◆ The request
Reproduce the entries word for word, starting from their first line and ending with the line that contains "xmin=618 ymin=618 xmax=664 ymax=674", both ends included. Leave the pictures out of your copy.

↓↓↓

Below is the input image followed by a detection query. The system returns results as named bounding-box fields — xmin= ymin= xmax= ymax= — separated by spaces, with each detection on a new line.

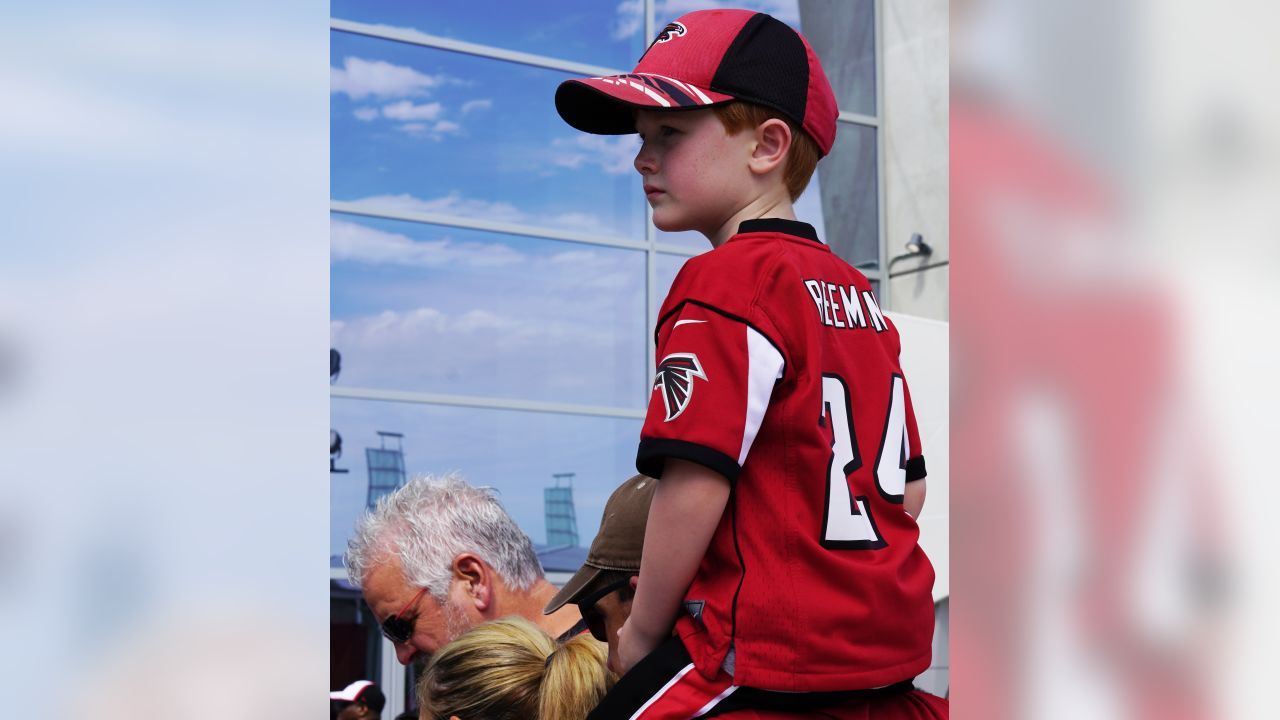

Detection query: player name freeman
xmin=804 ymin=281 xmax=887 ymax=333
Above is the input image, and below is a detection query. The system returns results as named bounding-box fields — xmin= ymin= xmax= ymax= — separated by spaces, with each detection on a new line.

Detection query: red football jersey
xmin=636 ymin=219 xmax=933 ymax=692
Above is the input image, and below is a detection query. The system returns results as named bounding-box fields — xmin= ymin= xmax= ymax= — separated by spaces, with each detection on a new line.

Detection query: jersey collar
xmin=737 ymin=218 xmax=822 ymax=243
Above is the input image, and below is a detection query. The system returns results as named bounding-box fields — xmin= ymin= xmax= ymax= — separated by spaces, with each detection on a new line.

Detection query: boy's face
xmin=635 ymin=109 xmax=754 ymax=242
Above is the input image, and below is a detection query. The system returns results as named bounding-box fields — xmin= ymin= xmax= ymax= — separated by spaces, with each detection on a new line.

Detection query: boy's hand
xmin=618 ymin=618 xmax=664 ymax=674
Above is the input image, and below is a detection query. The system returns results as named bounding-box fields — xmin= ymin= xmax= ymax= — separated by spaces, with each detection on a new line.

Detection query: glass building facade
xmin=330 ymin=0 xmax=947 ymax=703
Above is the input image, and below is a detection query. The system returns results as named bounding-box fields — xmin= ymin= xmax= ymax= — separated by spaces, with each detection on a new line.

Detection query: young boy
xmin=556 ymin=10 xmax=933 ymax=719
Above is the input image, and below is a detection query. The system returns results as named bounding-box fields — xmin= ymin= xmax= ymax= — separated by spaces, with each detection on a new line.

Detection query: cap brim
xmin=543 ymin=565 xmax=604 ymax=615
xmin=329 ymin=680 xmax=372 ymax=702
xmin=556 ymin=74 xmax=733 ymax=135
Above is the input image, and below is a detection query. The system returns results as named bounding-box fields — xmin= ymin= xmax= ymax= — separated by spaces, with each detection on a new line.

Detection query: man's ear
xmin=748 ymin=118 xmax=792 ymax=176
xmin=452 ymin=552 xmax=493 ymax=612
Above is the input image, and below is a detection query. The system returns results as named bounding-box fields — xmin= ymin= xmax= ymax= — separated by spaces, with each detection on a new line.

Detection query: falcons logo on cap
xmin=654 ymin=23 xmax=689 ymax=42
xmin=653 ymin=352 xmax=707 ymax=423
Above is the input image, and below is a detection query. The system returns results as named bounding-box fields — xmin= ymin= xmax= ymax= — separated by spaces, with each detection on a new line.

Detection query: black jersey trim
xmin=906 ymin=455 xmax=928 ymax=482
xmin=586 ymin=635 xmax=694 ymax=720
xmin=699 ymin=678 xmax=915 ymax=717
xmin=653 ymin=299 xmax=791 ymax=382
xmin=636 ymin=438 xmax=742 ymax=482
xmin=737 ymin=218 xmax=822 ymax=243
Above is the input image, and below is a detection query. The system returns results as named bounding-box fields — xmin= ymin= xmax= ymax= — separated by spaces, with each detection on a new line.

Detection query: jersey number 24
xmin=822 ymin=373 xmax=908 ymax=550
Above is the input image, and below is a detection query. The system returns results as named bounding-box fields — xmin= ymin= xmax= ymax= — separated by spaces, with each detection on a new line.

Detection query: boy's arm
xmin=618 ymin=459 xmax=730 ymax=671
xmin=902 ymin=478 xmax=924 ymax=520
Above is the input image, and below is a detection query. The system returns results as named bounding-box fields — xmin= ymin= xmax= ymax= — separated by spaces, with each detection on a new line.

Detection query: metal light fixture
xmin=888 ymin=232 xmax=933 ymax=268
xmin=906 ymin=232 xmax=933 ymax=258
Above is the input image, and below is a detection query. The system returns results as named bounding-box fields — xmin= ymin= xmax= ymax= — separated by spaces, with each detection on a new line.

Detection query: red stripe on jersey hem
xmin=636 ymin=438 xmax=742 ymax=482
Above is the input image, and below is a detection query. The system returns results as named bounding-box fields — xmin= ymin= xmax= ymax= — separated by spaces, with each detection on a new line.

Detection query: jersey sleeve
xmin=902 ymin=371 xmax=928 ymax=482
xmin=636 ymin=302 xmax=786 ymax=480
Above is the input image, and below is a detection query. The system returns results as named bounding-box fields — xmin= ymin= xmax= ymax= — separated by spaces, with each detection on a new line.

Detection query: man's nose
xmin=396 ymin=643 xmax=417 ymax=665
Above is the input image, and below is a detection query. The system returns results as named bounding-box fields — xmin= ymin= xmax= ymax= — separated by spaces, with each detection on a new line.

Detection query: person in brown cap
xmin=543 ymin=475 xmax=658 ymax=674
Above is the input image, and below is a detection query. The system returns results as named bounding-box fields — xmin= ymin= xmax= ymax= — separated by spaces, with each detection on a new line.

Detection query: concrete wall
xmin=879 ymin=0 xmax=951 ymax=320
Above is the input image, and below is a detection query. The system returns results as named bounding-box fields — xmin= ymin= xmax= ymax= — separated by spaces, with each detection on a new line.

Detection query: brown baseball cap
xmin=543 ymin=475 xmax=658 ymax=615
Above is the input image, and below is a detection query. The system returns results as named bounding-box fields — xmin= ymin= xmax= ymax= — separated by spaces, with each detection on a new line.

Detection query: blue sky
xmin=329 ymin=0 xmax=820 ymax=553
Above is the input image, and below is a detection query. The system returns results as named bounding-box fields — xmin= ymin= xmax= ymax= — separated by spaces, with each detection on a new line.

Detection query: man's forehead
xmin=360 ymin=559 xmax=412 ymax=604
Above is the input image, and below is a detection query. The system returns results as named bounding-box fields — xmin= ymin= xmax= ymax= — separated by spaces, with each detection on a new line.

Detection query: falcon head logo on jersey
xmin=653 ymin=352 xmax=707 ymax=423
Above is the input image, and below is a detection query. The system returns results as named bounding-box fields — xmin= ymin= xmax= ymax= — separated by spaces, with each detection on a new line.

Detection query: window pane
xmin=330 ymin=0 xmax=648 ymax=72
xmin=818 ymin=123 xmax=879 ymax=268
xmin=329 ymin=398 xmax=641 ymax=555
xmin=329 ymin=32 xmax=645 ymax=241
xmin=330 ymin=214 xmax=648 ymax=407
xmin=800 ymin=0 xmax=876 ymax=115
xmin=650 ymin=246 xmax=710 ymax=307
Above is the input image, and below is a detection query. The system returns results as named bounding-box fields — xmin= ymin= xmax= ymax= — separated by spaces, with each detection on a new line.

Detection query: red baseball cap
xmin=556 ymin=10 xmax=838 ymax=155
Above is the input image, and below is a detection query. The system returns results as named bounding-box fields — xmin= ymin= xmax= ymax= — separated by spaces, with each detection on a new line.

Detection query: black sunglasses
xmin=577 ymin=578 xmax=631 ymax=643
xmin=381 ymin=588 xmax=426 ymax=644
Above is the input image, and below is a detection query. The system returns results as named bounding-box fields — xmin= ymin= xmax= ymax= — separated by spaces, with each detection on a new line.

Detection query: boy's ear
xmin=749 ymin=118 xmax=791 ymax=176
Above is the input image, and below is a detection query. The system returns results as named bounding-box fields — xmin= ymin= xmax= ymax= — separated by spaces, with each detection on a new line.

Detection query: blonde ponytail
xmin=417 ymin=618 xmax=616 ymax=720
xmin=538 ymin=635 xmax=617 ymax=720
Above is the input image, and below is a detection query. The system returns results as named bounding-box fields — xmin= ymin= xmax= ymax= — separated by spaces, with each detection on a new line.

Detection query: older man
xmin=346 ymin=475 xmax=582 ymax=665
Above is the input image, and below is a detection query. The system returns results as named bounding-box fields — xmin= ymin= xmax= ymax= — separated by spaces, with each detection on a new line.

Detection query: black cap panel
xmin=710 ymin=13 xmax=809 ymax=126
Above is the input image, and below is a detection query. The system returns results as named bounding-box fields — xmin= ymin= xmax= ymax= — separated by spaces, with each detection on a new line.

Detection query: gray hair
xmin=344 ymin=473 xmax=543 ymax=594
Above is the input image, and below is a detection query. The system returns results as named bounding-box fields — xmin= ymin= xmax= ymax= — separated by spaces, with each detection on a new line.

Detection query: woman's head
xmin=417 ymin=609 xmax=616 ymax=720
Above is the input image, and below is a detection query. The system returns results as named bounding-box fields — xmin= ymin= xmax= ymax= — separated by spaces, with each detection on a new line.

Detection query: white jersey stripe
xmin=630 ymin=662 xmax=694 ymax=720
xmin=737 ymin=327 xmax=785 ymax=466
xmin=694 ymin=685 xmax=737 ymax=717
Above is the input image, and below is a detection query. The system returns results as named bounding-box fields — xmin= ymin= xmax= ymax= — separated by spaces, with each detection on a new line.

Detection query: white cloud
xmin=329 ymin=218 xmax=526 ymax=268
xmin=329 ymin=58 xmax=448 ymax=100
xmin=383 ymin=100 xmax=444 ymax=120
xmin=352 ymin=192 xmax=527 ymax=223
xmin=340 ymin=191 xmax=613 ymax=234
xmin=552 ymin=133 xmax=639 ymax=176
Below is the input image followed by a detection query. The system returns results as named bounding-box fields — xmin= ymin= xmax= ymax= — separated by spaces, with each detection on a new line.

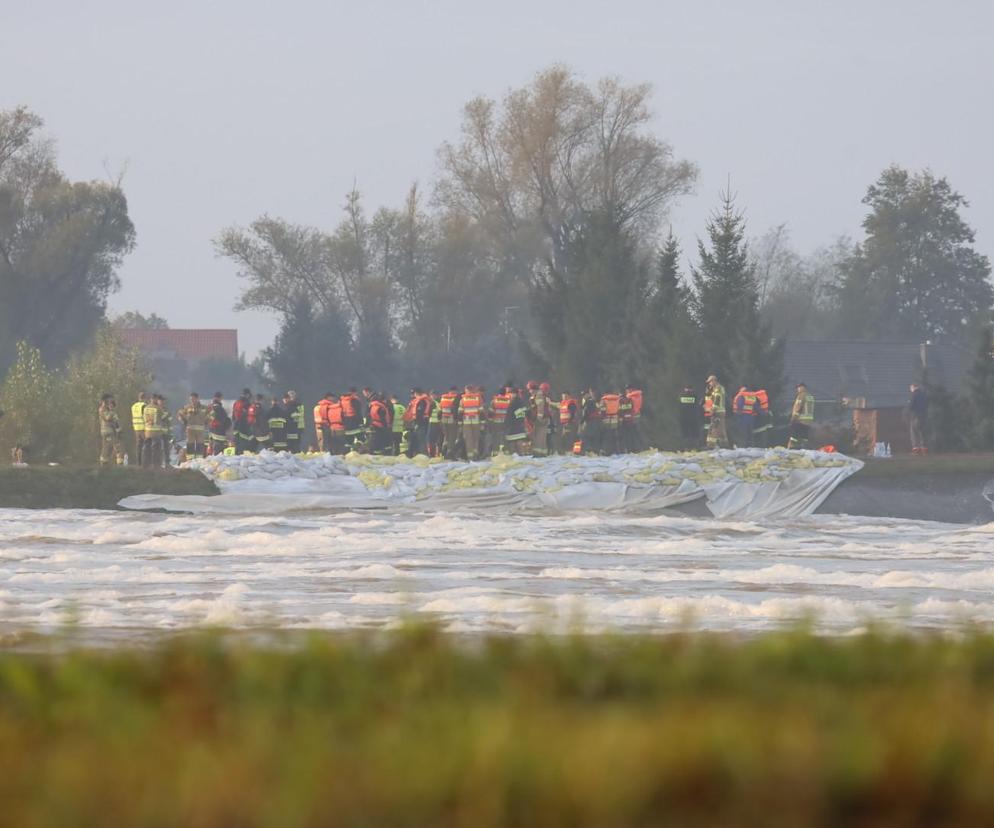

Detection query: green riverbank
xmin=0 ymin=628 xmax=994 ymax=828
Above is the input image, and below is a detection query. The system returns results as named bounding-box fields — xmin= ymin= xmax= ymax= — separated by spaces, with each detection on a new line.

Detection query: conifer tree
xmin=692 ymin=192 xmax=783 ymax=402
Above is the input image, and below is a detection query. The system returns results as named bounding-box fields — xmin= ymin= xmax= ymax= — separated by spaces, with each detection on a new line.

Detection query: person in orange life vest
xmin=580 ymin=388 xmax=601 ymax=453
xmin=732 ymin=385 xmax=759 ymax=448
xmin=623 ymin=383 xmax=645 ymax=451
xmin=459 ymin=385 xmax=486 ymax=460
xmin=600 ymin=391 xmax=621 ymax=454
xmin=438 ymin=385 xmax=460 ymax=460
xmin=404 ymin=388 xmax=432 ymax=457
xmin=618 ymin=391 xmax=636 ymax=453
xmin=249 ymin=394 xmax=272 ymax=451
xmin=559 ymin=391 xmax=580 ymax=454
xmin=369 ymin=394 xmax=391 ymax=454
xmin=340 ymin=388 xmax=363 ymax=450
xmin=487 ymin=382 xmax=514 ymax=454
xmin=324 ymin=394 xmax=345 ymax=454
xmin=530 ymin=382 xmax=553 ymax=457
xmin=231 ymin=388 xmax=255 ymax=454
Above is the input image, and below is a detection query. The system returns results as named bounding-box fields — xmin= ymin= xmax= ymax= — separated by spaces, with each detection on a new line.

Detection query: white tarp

↑↑↑

◆ Exercise response
Below is the input image followed by a detection query. The system returns results as named bounding-box fields — xmin= ymin= xmax= ymax= — separated by spaces, with each detection on a new line.


Detection query: player name freeman
xmin=804 ymin=281 xmax=887 ymax=333
Above is the input image, and below is a detection query. The system returns results as named bounding-box fields — xmin= ymin= xmax= ymax= — separated by spaces, with each detection on a new line.

Detection query: red football jersey
xmin=636 ymin=219 xmax=933 ymax=692
Above is the input image, and below is a detection query. The system returns results as named bounding-box fields — xmin= ymin= xmax= ymax= — separated by spaces, with each detection on a new line.

Detection query: jersey collar
xmin=737 ymin=218 xmax=822 ymax=243
Above is the input image, and below is a detection query. The system returns results as named bounding-box fields — xmin= ymin= xmax= ymax= — separated by spaces, with each detection on a new line.

Detection query: boy's face
xmin=635 ymin=109 xmax=754 ymax=242
Above is the input image, and below is a detection query. The system returns results as named bounding-box fields — xmin= ymin= xmax= ymax= — separated by spaces, with each detection on a new line.

Detection query: boy's hand
xmin=618 ymin=618 xmax=664 ymax=674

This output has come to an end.